--- Document passage Enclosed Below ---

Morning Brew: August 15th, 2008
Your Toronto morning news roundup for Friday August 15th, 2008:
Four kids were unwittingly exposed to corrosive acids in the swimming pool at the Toronto Island's Royal Canadian Yacht Club, and required hospital treatment when they all became nauseous and vomited up their lobster lunches.
Toronto police have reason to believe that street-level drug dealers have secretly been sprinkling crack cocaine into marijuana in order to get their customers super duper hooked on their product. I suppose it's one more reason to get to better know your dealer. Similar accusations of crack in Tim Horton's coffee remain unfounded urban myths.
Police investigators also uncovered a strange stash of stolen goods destined for sale in the GTA. You have to know that something's not quite right when a stranger stops you, opens the back of a truck, and offers to sell you a hot tub, truck tires, body wash, and beer (and tosses in a case of canned spaghetti for free).
Former "world's fastest man" Ben Johnson is suing his former
lawyer lawyer's estate for $37million for allegedly looting his wealth and ruining his running career. Defense attorneys should present video evidence of Johnson admitting that he "cheetah all the time" as exhibit A.
The Buffalo Bills beat the Pittsburgh Steelers at SkyDome last night, but the experience was rather underwhelming, and tickets sales lackluster. The official reported attendance number of close to capacity (48,434) seems askew if you ask some people (we saw quite a bit more empty blue seats as we scanned the stadium). Scalpers were selling tickets at a small fraction of face value, most people who I know that went didn't pay for their tickets (nor would they), and with 7 minutes to go in a very tightly played match, the stadium was near empty.
Gas prices hit their lowest since 1927 yesterday, when supreme gas was just $0.14/L. I'm not really surprised that someone would take notice of the obvious error and still fill their tank, but I am somewhat surprised that they'd reveal their (questionably dishonest?) behaviour (and full name) to the media, who made a headline story out of a minor technical glitch.

--- End of Enclosed Document passage ---
--- Data extracts Enclosed Below ---

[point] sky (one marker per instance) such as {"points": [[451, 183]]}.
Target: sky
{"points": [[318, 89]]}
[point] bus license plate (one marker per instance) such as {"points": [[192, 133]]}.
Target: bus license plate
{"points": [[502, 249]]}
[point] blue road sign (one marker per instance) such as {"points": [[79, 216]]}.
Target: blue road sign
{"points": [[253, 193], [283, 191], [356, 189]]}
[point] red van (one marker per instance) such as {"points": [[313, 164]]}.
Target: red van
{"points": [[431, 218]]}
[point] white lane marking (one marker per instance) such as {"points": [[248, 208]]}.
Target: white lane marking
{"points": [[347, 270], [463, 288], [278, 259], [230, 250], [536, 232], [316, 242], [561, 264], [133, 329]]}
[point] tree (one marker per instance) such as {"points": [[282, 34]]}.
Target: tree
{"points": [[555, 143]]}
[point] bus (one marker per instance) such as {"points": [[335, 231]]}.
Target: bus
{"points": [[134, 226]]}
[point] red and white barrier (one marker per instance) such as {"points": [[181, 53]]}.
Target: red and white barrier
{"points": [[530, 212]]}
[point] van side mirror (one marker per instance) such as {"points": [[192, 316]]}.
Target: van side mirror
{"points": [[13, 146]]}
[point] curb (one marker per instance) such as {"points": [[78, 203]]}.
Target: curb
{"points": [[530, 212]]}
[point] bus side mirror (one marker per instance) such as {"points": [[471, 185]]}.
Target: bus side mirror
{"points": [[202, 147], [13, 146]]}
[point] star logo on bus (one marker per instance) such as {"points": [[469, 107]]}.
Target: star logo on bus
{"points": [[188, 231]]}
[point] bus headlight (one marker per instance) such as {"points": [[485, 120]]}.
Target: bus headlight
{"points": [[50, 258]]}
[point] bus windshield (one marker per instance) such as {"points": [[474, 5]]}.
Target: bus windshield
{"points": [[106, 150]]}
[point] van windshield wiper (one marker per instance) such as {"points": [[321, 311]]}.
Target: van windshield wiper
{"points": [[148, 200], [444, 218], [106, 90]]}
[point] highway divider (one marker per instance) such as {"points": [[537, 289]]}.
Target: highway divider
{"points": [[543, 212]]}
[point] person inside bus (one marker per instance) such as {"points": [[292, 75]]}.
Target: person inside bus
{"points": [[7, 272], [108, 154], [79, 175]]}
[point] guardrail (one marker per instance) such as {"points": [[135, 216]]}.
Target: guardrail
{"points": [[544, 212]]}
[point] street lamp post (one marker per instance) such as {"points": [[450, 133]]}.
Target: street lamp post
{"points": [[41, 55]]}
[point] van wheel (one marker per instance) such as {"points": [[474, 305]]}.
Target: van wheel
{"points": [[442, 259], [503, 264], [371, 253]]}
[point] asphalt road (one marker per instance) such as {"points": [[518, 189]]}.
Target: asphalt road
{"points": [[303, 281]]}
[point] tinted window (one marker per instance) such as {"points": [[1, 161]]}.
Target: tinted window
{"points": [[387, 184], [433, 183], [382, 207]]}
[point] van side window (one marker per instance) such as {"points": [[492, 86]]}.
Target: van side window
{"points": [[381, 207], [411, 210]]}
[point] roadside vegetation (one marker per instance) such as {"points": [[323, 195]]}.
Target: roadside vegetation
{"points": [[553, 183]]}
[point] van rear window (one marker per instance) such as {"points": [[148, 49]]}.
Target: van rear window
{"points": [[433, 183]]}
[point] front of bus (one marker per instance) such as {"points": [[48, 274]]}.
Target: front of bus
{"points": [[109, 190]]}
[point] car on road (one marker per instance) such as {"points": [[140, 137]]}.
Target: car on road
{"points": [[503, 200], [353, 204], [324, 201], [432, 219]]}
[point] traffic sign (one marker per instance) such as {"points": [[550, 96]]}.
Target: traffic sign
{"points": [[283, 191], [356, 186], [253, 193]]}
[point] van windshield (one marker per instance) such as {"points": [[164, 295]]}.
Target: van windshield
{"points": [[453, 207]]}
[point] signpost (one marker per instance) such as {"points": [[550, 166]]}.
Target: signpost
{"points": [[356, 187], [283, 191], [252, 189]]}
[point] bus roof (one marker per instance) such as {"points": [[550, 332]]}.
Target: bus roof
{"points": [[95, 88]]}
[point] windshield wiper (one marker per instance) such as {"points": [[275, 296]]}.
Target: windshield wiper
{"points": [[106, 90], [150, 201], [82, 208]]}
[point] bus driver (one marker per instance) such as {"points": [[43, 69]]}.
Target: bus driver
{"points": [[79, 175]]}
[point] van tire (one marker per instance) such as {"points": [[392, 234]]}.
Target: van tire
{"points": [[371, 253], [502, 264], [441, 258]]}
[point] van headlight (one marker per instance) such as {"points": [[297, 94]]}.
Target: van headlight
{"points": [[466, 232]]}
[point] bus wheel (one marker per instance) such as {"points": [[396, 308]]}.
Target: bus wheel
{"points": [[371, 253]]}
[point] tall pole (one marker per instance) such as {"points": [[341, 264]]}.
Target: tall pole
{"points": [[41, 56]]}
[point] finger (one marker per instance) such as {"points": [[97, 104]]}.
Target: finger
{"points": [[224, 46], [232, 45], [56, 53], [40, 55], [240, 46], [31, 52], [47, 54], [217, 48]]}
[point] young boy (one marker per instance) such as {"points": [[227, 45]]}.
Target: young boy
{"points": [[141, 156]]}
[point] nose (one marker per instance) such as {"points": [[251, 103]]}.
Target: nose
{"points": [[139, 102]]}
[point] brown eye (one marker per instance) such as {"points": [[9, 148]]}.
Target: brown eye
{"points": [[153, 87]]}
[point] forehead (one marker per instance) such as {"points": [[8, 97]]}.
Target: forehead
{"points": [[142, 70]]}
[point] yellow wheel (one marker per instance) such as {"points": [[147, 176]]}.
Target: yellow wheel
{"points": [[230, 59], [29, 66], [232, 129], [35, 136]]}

--- End of Enclosed Data extracts ---

_Aim of the exercise_
In the morning news roundup, why does the writer doubt the official attendance figure reported for the Bills–Steelers game at SkyDome?

_Exercise response_
The reported number of close to capacity (48,434) seems off to the writer because they saw many more empty blue seats while scanning the stadium.